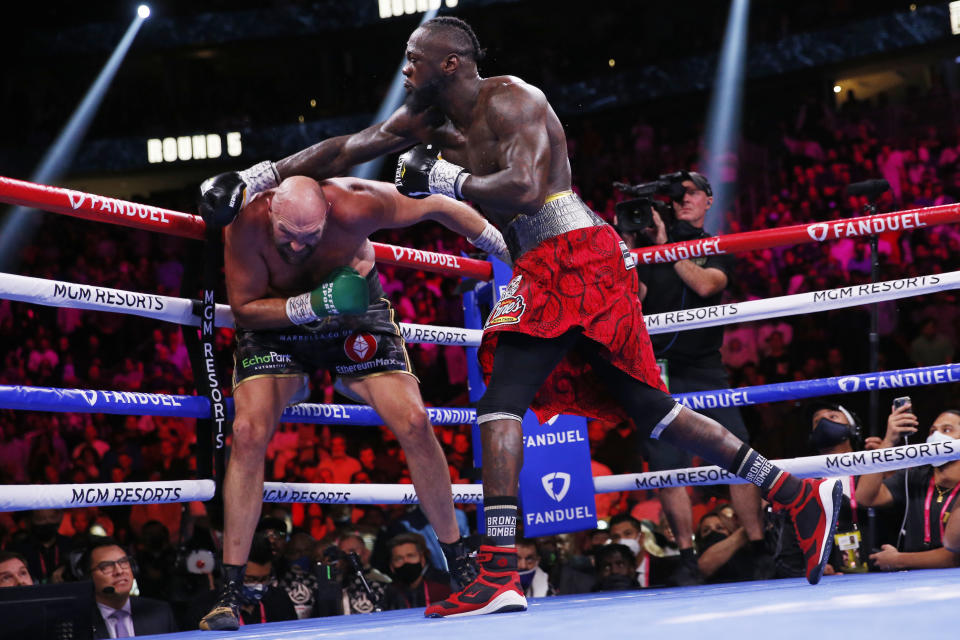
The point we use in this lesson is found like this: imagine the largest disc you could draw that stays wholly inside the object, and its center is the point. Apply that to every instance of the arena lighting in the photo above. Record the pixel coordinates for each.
(723, 117)
(391, 102)
(394, 8)
(20, 224)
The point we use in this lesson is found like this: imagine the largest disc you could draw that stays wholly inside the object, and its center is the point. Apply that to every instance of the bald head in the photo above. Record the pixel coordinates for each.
(298, 215)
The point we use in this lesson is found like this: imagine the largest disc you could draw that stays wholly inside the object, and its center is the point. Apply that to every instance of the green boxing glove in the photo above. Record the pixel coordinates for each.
(344, 291)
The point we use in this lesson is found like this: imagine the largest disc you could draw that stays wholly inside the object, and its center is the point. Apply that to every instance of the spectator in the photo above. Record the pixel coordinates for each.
(616, 569)
(364, 588)
(261, 600)
(295, 571)
(13, 570)
(415, 582)
(43, 547)
(724, 547)
(927, 494)
(535, 582)
(834, 430)
(118, 614)
(341, 465)
(930, 348)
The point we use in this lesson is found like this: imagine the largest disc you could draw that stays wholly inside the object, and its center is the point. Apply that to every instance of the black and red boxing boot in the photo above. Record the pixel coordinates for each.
(496, 590)
(814, 513)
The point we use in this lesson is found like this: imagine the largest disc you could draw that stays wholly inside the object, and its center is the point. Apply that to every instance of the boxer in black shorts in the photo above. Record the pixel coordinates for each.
(300, 279)
(357, 346)
(503, 147)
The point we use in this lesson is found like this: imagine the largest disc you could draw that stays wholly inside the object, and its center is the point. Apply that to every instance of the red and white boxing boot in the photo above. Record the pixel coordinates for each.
(814, 513)
(495, 590)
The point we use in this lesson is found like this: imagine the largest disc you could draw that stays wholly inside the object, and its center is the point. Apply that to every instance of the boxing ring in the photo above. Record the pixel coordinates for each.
(789, 608)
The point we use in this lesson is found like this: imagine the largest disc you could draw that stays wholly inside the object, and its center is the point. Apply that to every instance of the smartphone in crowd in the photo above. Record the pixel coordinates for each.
(902, 400)
(899, 402)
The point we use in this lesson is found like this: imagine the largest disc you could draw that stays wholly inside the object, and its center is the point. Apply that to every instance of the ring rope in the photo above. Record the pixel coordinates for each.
(139, 216)
(21, 497)
(57, 293)
(66, 496)
(855, 227)
(26, 398)
(95, 207)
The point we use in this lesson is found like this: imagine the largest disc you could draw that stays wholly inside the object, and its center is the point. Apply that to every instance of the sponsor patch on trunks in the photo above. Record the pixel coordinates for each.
(360, 346)
(508, 310)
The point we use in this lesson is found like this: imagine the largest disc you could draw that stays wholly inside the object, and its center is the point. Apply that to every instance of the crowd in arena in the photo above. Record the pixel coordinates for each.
(328, 560)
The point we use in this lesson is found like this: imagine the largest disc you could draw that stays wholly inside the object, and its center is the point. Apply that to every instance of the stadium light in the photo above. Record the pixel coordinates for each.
(19, 225)
(724, 115)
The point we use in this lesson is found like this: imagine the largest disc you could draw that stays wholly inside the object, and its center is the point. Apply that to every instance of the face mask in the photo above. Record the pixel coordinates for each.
(711, 539)
(526, 577)
(408, 572)
(827, 433)
(631, 543)
(303, 563)
(683, 230)
(254, 592)
(45, 532)
(936, 436)
(615, 583)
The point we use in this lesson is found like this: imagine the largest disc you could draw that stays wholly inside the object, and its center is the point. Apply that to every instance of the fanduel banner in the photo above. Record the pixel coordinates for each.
(556, 482)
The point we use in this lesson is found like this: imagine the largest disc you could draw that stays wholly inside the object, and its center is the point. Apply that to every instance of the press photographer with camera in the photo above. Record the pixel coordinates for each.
(690, 360)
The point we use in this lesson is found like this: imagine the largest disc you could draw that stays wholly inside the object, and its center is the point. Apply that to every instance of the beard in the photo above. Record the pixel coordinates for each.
(419, 99)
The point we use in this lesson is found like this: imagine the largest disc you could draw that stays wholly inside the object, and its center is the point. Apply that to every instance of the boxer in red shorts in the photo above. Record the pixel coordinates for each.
(569, 336)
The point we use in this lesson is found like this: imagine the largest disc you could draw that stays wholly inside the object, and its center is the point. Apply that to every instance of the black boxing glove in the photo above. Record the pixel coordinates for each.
(223, 196)
(421, 172)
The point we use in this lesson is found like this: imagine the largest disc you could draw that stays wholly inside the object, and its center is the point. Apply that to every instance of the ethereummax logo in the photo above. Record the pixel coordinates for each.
(548, 485)
(360, 347)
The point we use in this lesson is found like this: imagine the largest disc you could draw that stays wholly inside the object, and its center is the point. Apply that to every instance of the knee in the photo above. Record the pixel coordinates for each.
(413, 425)
(250, 435)
(502, 403)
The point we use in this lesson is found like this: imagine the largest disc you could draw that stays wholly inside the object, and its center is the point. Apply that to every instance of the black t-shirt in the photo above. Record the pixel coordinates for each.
(917, 486)
(666, 292)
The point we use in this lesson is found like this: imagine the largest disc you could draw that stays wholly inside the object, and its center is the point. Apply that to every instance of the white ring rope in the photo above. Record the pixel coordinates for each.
(21, 497)
(67, 496)
(55, 293)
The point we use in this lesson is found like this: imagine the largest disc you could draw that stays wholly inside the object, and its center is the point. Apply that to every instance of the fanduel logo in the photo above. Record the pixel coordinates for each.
(548, 485)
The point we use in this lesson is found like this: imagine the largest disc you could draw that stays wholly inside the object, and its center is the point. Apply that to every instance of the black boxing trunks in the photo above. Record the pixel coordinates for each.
(350, 346)
(572, 272)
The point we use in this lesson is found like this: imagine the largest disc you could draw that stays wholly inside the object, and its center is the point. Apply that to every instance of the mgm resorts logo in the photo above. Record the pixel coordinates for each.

◆ ◆ ◆ ◆ ◆

Exercise prompt
Return all entries preceding this task exactly as they stand, leaving any picture out.

Finished task
The point we use in this lesson is found like this: imagine the largest disc you could draw that stays wholly inside the object, and its center is the point. Apply that to every instance of the arena lighting in the photo above. Record the pixel coordinates for each.
(723, 117)
(391, 102)
(394, 8)
(20, 224)
The point we use in this lesson is found like this: imagine the largest disc you could draw that stays wholly inside the object, and its center is the point. Apply that to every instance of the bald head in the photo above. Record the pixel coordinates for each.
(298, 215)
The point we use in this lesson is found like this: imagine the largest disc you could draw that stays wholly inside the object, and its center is the point. Apply that to every instance of the green boxing glove in the photo above. Record the pixel coordinates for each.
(344, 291)
The point we use in this lesson is found like this: imagine the largest disc you could draw that stays wholly inside the object, and its center is the point. Apply that to every instance of the spectator in the photo above. Record the pixel coordinates for each.
(616, 569)
(364, 588)
(261, 600)
(295, 571)
(13, 570)
(415, 582)
(43, 547)
(724, 547)
(927, 494)
(535, 582)
(834, 430)
(118, 614)
(341, 465)
(930, 348)
The point we use in this lesson is found like this: imagine the largest disc you could draw that stays wholly inside the object, and its center is the point. Apply that to every instance of the black and red boxing boot in the photo above. Record the pixel coordinates for each.
(496, 590)
(814, 513)
The point we use in this lesson is found like this: imagine the largest disc you could draw that stays wholly inside the object, and its center is the point. Apply that to every instance of the boxer in black shorts in the photo above. Record the pixel coordinates for each.
(300, 279)
(357, 346)
(503, 147)
The point we use in this lesson is found like this: imagine the largest disc you could draw that stays wholly inside the object, and its center is the point. Apply that to every instance of the red and white boxing boot in the photo above. Record the pixel coordinates for each.
(814, 513)
(495, 590)
The point we use in this lesson is found like this: imagine the largest disc you could draw that stays wholly inside the object, and its center is the point. Apply that to every instance of the boxing ring in the photo above. Record the pixel coordinates for each.
(789, 608)
The point we use in this lesson is found like this: imagine the largest disc you could draw that stays wholly inside the object, and its center is the point. Apply that to every instance of the smartphone in crowd in the photo above. Record the pixel coordinates for each.
(902, 400)
(899, 402)
The point we use in this lesson is found like this: imagine the largest disc you could draw that stays wholly inside the object, and its center is the point. Apply that to every instance of the ring rope in the photo above. Record the pixel coordinates for each.
(139, 216)
(21, 497)
(57, 293)
(66, 496)
(855, 227)
(26, 398)
(95, 207)
The point we use in this lesson is found like this: imagine the largest disc you could draw that stays wholly inside the object, and its center is the point. Apply that to every instance of the sponsor patch on trunks in the photo above. Record the pixel coordinates for each.
(360, 346)
(508, 310)
The point we use in this lesson is found like this: imagine the largest disc you could draw that stays wholly inside the object, and its center is the point. Apply that to every instance of the crowd in arena in the photo above. Record the pixel coordinates for each.
(328, 560)
The point we use in this lesson is found like this: imagine the largest disc you could draw that stays wholly inside the object, and its center is the point. Apply that to every instance of the stadium light in the photo above. Record the pixel coordinates for each.
(19, 225)
(724, 115)
The point we use in this lesson is found like this: imagine the largest disc you could draw that stays wholly inside the object, and its center is the point. Apply that to every instance of the face mask in the photo above. Record the pixel coordinates for each.
(711, 539)
(526, 577)
(408, 572)
(827, 433)
(631, 543)
(303, 563)
(683, 230)
(254, 592)
(45, 532)
(936, 436)
(615, 583)
The point we use in this lesson is found like this: imagine the largest disc you could draw that stays wholly inside the object, and its center is the point. Apply that to every instance of the fanduel banner in the photo above. Record the pixel coordinates for each.
(556, 482)
The point we use in this lesson is found like this: imagine the largest disc you could draw that stays wholly inside the object, and its center is the point. Apply that to every instance of the press photographer with camera in the photo above. Record the pixel coordinates for each.
(690, 360)
The point we use in this lesson is found like this: imagine the largest disc you could draw that stays wholly inside the object, and its center is the point. Apply that to every instance of the beard in the photo above. Record the pixel coordinates for each.
(419, 99)
The point we use in this lesson is found like this: imagine the largest disc you could draw that stays wholly inside the object, and its center is the point. Apply that to every instance of the boxer in red shorts in the photo above. Record the pixel coordinates for each.
(569, 336)
The point we use in this lesson is found like this: imagine the largest disc you could draw that stays wholly inside the object, and its center is the point. Apply that to every instance of the black boxing glove in the photo above. Record the pixel coordinates for each.
(223, 196)
(421, 172)
The point we use in this lesson is found like this: imagine the largest disc you could draw that stays wholly inside the object, and its center is the point. Apply that to every instance of the ethereummax logo in the photo above. Record the pixel coordinates for each.
(548, 485)
(360, 347)
The point we use in this lesson is found like this: imagine the largest disc you could draw that stays wholly inside the object, and its center is the point. Apply that to every instance of the knee in the photo above. Record the pixel coordinates for each.
(413, 425)
(250, 435)
(502, 403)
The point we use in this lesson is found like this: imagine the largest disc you could draw that stays wholly inside the object, and its center is the point. Apply that to every instance of the black t-shirt in the photo above. Record the pixel coordinates for each.
(917, 486)
(666, 292)
The point we use in this lesson is found like this: imagine the largest disc you could draw that stays wholly inside the object, and its center is the point. Apply that to every instance of the white ring rope in the photo above. Record the pixel coordinates for each.
(21, 497)
(67, 496)
(55, 293)
The point we use in this lesson is found like this: imagine the largest disc you could draw that stays wholly inside the object, and its center is the point. Apply that to every instance of the fanduel logo in the photo above. Record the pixel coordinates for each.
(548, 485)
The point we use in this lesson is found like this: imagine the largest disc you could draw that stays wholly inside the object, and its center is the point. Apply that to every instance of the black boxing trunks in the photo above. Record the pixel coordinates for each.
(350, 346)
(572, 272)
The point we use in this lesson is found like this: imagine the largest disc you could draw that stays wholly inside the object, and its center is the point. Apply that to every instance of the mgm resorts logo in the photo above. Record the pixel coordinates for each.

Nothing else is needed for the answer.